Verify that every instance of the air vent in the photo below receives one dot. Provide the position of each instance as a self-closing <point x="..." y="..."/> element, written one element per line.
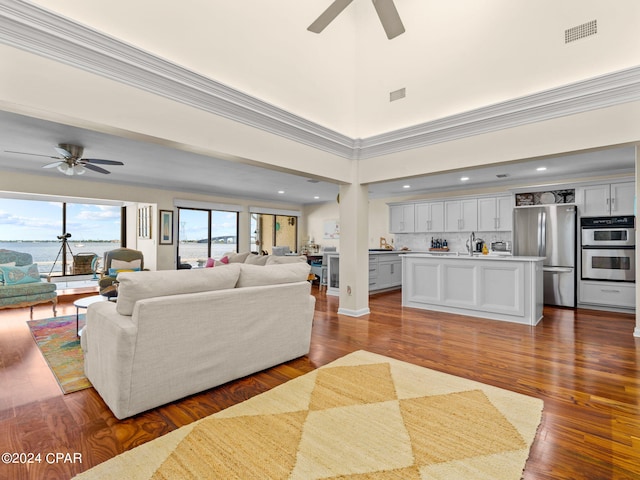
<point x="581" y="31"/>
<point x="397" y="94"/>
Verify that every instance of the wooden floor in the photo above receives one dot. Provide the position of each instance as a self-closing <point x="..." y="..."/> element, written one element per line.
<point x="584" y="364"/>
******************************
**Problem**:
Repeat the lines above, replacing "air vent" with "ceiling vent" and changing nothing else. Leave the pictures out.

**Result**:
Verify that every instance of the ceiling vent in the photo below receives one dot. Provide the position of each instance as a self-closing <point x="..." y="..."/> element, written one element per line.
<point x="581" y="31"/>
<point x="397" y="94"/>
Verify that every instance of the wooden floor in the photo above receives one dot. Provide the position of each instance as a self-closing <point x="..." y="..."/> element, written one element per line.
<point x="584" y="364"/>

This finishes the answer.